# Aim of the exercise
Quote the material from the line containing "the net post" through the end of the records, word for word, with both ends included. Leave the pictures out of your answer.
___ Material shown
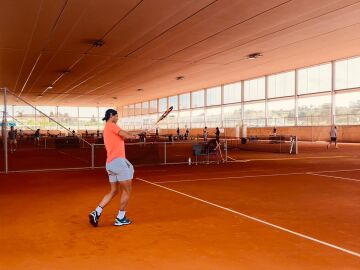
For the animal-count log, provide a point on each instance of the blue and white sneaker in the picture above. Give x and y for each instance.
(94, 218)
(121, 222)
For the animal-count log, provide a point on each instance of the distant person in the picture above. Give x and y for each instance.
(187, 133)
(119, 169)
(12, 139)
(217, 135)
(205, 133)
(333, 137)
(37, 137)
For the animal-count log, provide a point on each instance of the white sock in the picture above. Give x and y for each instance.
(98, 210)
(121, 214)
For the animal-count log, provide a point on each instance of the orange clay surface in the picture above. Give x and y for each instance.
(44, 215)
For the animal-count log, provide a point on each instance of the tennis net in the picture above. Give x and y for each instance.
(267, 144)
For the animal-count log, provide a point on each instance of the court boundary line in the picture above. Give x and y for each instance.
(255, 219)
(228, 177)
(261, 175)
(337, 177)
(289, 158)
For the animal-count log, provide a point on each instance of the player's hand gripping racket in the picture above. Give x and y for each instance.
(162, 117)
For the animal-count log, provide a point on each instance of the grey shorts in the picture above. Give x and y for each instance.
(119, 169)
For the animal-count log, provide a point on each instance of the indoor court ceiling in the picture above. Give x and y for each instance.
(148, 43)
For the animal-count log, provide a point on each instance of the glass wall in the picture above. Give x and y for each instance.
(315, 79)
(254, 89)
(163, 105)
(232, 93)
(197, 99)
(347, 73)
(184, 101)
(173, 101)
(281, 85)
(213, 96)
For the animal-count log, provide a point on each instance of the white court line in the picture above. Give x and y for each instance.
(229, 177)
(344, 170)
(337, 177)
(262, 175)
(256, 219)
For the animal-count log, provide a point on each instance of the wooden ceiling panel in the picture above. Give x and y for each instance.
(148, 43)
(10, 64)
(215, 19)
(312, 28)
(96, 21)
(17, 22)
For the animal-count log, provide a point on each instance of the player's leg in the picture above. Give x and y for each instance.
(125, 187)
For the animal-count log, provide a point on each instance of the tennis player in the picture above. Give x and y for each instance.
(333, 137)
(119, 169)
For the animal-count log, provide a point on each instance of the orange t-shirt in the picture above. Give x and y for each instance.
(114, 144)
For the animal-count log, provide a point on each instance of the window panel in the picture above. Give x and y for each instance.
(153, 106)
(197, 99)
(254, 114)
(347, 108)
(184, 101)
(162, 105)
(197, 118)
(137, 109)
(314, 110)
(213, 96)
(173, 101)
(347, 73)
(315, 79)
(254, 89)
(232, 93)
(281, 85)
(281, 112)
(131, 109)
(145, 107)
(232, 115)
(213, 117)
(88, 112)
(184, 119)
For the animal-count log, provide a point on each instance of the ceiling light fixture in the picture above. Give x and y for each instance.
(253, 56)
(98, 43)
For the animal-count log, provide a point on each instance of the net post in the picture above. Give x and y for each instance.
(92, 156)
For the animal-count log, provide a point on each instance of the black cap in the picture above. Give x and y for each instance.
(109, 113)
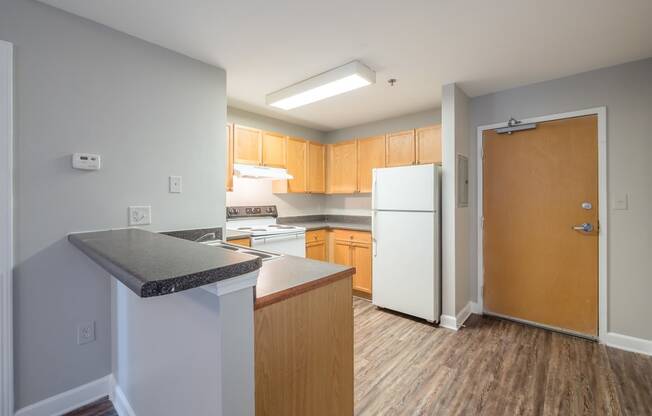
______
# Exercise result
For the animal-count log, provide a point on each instance of the net post in the picture above. Give x and y for each instance.
(92, 156)
For the animal-count log, provide a point on each instance of the black cap in the picture above. Give x and y for each instance.
(109, 113)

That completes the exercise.